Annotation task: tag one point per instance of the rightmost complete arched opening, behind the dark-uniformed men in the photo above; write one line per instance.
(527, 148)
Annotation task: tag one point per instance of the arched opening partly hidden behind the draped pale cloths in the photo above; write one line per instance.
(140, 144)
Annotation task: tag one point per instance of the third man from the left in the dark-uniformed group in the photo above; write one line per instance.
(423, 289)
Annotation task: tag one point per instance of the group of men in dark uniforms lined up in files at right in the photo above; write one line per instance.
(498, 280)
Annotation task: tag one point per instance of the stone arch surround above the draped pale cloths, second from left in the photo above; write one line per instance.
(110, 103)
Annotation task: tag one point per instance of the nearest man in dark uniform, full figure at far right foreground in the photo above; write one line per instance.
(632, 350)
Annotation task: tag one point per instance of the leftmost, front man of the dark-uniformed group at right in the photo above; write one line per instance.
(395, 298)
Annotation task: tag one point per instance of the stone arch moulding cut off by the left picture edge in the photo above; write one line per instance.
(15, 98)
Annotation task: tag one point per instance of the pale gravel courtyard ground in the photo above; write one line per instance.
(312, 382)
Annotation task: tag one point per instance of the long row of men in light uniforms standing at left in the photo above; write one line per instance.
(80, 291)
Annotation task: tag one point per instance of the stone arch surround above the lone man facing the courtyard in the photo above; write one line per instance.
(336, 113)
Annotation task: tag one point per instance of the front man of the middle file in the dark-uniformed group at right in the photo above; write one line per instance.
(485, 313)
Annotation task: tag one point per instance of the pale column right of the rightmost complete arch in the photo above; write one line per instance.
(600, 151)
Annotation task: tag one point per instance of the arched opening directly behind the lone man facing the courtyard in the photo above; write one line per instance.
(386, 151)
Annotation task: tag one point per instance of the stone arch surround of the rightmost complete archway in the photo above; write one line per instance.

#####

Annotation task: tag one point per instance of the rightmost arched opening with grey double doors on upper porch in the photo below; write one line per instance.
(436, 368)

#####

YOUR GOAL
Looking at the records above, return exactly the lines from the line with "Annotation task: tag one point per instance of the front" to the line with "arch surround of", both ends included.

ANSWER SECTION
Annotation task: tag one point per instance of the front man of the middle file in the dark-uniformed group at right in the photo above; write one line per instance.
(485, 313)
Annotation task: tag one point per instance of the pale column right of the rightmost complete arch in the photo above; write one line per instance.
(600, 151)
Annotation task: tag one point per instance of the arched opening directly behind the lone man facing the courtyard in the photo above; write one line per instance.
(386, 151)
Annotation task: tag one point per instance of the stone arch surround of the rightmost complete archway in the photo above; write one line per instance.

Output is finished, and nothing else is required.